Start of Block
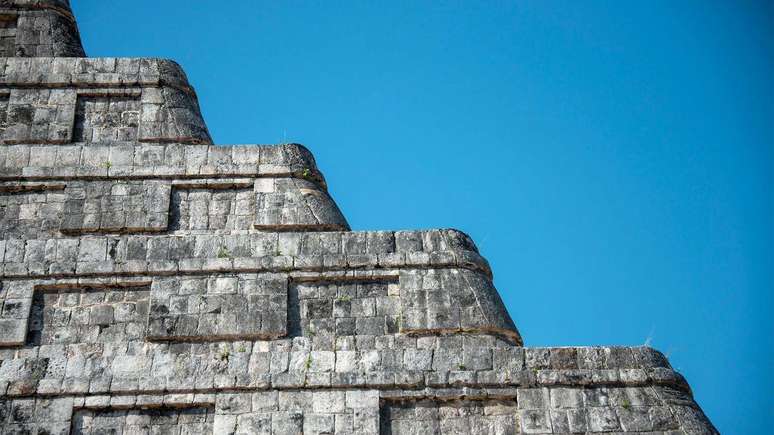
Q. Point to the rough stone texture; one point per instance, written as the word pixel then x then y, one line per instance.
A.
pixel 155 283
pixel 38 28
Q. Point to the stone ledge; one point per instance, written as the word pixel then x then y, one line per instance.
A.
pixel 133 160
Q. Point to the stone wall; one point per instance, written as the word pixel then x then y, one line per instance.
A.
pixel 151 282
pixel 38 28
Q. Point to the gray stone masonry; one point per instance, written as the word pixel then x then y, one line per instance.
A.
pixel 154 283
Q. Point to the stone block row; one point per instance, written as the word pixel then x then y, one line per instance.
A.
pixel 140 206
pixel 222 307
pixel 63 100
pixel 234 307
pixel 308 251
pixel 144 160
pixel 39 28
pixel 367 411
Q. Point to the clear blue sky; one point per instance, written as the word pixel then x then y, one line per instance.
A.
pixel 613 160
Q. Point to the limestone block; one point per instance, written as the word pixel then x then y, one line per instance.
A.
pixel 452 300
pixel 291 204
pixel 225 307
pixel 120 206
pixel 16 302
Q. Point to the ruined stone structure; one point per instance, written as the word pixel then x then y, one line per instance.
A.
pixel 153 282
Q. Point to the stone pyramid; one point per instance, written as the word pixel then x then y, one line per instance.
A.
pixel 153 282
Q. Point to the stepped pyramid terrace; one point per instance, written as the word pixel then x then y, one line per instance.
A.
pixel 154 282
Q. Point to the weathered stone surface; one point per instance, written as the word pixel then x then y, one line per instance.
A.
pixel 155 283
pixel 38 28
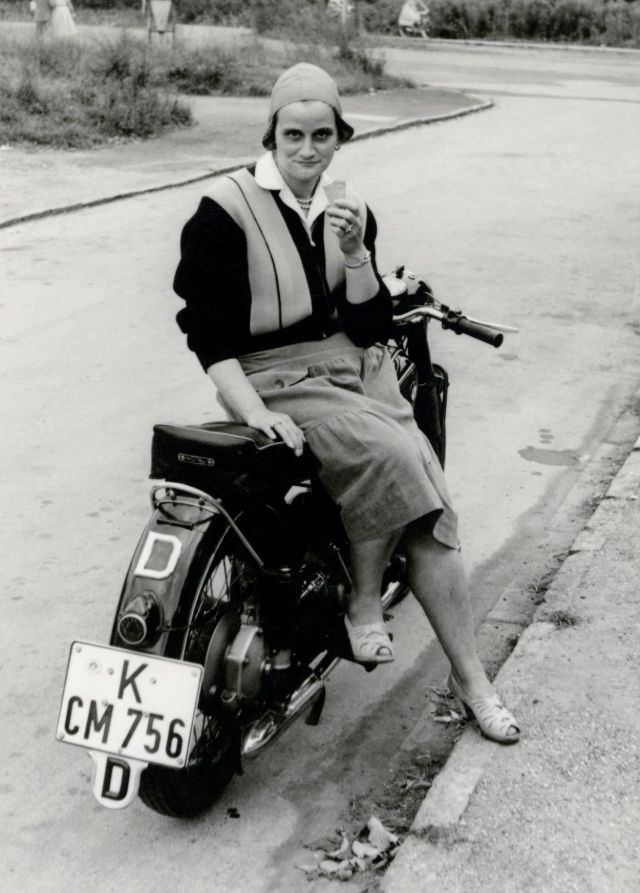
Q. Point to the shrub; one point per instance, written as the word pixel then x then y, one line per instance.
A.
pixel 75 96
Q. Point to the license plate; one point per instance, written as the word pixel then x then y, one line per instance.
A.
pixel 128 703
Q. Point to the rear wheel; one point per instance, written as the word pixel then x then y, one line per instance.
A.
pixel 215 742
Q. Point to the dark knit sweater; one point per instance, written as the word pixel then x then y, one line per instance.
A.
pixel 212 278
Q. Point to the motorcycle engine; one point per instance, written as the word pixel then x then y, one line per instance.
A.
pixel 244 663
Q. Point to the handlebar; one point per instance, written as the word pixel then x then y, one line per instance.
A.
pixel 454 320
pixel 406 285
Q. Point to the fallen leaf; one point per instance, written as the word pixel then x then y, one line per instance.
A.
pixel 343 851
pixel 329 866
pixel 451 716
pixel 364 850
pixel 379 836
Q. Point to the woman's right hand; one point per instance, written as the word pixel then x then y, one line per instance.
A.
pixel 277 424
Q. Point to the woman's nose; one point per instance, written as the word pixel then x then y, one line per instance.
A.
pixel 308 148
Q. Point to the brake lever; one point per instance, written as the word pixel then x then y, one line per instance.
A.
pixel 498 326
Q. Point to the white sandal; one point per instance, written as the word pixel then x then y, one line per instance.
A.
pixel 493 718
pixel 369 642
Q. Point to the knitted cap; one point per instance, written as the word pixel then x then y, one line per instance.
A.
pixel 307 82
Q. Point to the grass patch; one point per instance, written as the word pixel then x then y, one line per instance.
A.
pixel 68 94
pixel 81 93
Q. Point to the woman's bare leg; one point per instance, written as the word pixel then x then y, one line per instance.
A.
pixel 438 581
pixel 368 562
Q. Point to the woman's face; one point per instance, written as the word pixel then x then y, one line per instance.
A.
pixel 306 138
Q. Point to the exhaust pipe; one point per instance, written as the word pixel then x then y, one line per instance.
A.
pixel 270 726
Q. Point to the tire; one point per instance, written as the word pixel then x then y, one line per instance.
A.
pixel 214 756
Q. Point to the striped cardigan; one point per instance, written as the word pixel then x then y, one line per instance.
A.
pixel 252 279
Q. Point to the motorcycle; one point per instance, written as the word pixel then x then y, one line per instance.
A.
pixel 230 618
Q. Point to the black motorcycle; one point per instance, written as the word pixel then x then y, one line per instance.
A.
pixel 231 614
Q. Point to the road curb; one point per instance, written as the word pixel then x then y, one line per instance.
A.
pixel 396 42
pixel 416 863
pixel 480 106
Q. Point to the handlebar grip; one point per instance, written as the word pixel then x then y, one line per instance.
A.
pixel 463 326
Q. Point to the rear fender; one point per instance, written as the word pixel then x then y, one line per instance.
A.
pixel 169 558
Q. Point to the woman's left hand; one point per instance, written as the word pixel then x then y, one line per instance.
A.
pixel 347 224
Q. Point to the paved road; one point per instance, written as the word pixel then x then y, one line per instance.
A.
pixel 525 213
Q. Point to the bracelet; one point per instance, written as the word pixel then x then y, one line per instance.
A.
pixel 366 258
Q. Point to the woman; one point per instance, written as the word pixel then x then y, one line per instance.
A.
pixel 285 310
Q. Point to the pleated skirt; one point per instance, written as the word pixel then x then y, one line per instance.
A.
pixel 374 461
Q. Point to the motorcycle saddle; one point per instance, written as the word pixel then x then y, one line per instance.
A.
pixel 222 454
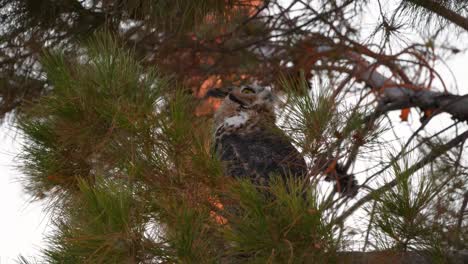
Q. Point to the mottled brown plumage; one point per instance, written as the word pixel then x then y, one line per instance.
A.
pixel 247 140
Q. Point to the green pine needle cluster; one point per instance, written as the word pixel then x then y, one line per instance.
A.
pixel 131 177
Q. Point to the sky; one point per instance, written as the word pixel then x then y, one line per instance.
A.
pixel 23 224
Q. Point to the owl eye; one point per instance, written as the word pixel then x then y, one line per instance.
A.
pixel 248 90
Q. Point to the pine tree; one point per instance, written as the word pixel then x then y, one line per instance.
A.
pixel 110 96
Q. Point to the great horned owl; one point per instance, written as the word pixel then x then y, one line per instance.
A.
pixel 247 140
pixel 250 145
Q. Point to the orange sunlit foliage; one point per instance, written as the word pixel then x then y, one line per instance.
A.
End of Block
Start of Block
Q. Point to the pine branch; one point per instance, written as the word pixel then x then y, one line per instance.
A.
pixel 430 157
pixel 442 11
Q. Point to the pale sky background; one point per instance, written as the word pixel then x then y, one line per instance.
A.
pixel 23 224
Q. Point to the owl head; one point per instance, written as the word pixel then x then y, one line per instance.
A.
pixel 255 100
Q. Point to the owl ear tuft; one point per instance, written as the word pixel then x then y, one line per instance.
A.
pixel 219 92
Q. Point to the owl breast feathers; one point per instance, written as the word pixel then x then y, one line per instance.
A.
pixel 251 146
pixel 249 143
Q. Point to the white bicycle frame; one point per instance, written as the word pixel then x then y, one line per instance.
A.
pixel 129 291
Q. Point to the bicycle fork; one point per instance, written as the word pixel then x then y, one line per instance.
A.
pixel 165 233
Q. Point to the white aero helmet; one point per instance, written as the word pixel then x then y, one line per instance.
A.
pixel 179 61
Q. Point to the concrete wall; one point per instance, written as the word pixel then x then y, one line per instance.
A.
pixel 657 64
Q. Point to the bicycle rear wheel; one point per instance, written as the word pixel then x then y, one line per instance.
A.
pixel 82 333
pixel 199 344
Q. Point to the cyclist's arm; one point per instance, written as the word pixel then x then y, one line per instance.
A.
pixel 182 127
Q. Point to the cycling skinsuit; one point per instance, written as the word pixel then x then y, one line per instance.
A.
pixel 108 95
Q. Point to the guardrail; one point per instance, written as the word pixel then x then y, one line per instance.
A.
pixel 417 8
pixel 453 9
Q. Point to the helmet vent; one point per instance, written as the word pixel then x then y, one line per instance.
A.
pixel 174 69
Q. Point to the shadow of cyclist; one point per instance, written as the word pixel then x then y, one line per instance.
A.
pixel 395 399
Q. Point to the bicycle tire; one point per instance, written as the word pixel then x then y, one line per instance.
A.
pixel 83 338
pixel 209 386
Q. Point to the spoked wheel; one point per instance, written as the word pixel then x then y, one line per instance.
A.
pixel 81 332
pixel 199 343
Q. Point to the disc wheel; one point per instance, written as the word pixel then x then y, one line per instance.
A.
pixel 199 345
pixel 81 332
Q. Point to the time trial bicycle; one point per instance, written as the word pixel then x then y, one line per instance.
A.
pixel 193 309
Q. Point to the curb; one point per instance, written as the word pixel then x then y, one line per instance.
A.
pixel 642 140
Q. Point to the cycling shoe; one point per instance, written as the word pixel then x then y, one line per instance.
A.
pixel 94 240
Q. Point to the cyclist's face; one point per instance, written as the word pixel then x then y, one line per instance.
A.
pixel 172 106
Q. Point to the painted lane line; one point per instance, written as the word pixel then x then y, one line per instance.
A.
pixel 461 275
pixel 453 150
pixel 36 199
End of Block
Start of Block
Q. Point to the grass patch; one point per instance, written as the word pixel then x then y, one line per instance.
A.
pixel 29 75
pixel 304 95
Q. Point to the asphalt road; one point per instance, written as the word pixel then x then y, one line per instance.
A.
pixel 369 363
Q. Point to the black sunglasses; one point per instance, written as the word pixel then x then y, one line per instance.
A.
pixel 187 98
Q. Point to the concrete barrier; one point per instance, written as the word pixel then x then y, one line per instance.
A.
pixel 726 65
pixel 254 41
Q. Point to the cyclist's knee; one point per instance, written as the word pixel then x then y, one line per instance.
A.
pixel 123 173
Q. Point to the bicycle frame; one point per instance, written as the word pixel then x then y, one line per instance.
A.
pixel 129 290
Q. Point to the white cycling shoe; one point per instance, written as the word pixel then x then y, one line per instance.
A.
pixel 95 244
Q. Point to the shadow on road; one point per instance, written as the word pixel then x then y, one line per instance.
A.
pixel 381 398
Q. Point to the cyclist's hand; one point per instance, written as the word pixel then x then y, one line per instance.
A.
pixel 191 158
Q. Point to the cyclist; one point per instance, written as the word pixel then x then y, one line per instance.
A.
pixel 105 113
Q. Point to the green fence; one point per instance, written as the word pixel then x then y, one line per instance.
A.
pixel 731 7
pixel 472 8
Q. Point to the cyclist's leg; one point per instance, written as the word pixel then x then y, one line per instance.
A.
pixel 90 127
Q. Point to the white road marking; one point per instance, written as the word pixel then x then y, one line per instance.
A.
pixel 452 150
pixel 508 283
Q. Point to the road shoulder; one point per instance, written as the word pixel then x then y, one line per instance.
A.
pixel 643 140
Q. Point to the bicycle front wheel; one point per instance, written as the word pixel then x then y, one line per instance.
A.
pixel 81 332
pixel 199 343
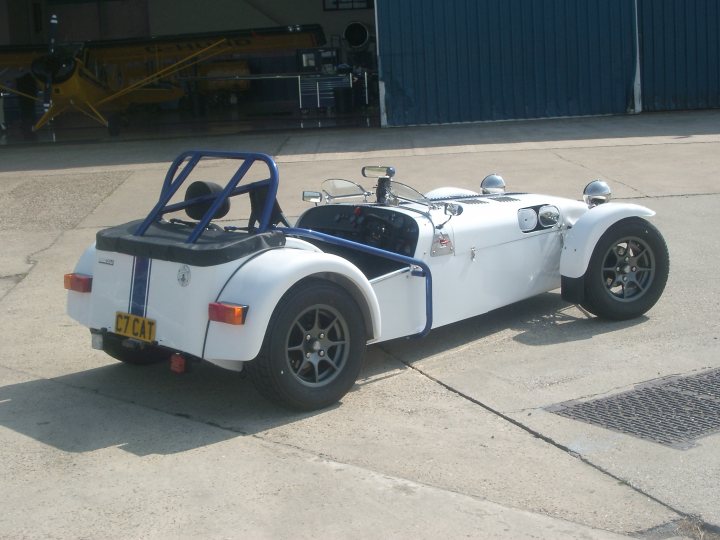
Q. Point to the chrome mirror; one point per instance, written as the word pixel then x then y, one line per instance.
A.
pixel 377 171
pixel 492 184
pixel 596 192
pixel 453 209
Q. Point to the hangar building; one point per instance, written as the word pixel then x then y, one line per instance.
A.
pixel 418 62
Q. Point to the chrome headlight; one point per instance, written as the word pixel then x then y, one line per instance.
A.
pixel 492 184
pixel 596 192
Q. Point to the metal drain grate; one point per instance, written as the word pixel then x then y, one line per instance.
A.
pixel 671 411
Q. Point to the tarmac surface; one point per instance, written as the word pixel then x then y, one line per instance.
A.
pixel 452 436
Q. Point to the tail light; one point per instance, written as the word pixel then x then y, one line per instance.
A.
End of Block
WHAT TO PRODUCE —
Whenever a line in the material above holds the string "motorcycle", copy that line in full.

RESULT OF THE TASK —
Q. Point to the motorcycle engine; one point per instance, written as the word pixel then x then y, one line per instance.
Q. Point to the motorcycle; one point per instance, written as the word pixel then x then y, one line per instance.
Q. Point to the black motorcycle; one point per instance, written as the word pixel then x then y, one line per instance.
Q. Point to the motorcycle saddle; one point per instance, written as the word pixel then x then y, one line per instance.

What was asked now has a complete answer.